--- Start of RAW RECORDS ---
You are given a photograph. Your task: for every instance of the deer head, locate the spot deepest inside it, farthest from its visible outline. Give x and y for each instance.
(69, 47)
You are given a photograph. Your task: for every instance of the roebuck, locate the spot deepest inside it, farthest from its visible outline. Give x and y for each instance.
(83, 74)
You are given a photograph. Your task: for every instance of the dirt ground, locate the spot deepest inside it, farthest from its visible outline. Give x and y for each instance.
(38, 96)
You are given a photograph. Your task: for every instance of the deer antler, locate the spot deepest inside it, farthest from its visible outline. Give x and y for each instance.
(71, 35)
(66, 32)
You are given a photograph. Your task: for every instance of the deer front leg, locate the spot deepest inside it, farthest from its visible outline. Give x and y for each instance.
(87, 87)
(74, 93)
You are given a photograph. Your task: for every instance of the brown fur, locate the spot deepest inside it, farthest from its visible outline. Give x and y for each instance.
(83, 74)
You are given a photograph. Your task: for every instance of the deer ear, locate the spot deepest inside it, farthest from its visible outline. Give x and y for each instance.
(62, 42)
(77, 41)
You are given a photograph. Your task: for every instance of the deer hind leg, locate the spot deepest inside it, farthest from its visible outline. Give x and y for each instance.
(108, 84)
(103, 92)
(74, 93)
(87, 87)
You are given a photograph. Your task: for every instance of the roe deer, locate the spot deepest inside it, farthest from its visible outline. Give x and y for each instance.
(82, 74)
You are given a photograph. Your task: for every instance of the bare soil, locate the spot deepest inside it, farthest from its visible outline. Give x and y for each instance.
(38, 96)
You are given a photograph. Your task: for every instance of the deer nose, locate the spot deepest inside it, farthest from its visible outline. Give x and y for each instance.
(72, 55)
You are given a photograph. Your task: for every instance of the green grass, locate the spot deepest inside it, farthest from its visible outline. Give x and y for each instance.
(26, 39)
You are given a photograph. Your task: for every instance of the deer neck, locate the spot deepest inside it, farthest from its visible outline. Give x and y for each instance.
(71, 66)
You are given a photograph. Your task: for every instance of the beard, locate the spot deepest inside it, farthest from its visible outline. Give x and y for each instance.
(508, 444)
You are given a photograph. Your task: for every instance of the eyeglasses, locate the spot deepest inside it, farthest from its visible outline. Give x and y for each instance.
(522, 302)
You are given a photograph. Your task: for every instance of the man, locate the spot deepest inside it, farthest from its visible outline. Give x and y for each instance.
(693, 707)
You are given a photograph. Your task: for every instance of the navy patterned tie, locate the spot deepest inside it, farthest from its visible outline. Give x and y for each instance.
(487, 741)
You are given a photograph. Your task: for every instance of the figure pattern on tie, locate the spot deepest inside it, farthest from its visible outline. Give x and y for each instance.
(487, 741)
--- End of RAW RECORDS ---
STATED TASK:
Reproduce only the records from the line with "the man, locate" up to and including the final line of the records, swapping "tie" for "necktie" and leaving everything else unchanged.

THE RESULT:
You are given a photograph. Your task: for every instance of the man, locate the spot deepest inside it, farthest from its visible outline. Give x and y for each instance.
(693, 707)
You are given a photograph. Your task: for every instance of the navy patterned necktie, locate the spot deepest inside it, farthest from its visible outline. Give x and y for each instance.
(487, 741)
You are given a photograph. Your task: for every instance of the figure pattern on necktie, locate the spot deepest inside it, farthest from its visible outline. Give x and y for each instance.
(487, 741)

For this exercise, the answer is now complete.